#### Description of the task:
Repeat the listing in full, exactly as it stands.

╭──

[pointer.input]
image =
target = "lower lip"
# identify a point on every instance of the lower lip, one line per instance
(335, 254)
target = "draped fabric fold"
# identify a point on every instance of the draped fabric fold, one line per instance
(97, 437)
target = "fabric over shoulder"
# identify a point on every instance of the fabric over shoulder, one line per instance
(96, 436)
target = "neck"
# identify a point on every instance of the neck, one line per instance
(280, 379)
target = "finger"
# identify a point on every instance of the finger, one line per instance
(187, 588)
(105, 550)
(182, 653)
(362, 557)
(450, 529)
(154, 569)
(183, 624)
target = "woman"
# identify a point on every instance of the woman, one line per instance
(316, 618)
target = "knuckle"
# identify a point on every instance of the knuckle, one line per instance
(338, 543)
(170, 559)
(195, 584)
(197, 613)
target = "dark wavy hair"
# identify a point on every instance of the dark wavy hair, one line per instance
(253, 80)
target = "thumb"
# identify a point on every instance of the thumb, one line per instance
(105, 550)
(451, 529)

╰──

#### Exercise solution:
[pointer.input]
image =
target = "lower lip"
# identify a point on every instance of the lower lip, one line per instance
(335, 254)
target = "draped fabric fold"
# identify a point on every instance of the draped fabric fold, one line per instance
(97, 437)
target = "fabric over shoulder"
# identify a point on every instance of the fabric over shoulder, one line per instance
(96, 436)
target = "neck"
# identify a point on every instance of the neck, one line per instance
(280, 379)
target = "finger"
# identify a point on every instance of the finger, one line per instance
(187, 588)
(105, 550)
(182, 653)
(362, 557)
(450, 529)
(154, 569)
(183, 624)
target = "woman"
# identify a point on every instance of the woman, one line per instance
(316, 618)
target = "knuckle"
# identify a point on every instance of the knuckle, one line per instance
(338, 543)
(170, 559)
(195, 584)
(197, 613)
target = "dark wavy hair"
# identify a point on every instance of the dark wavy hair, one line per instance
(253, 80)
target = "thumb"
# identify a point on every instance of the thumb, one line per instance
(105, 550)
(451, 529)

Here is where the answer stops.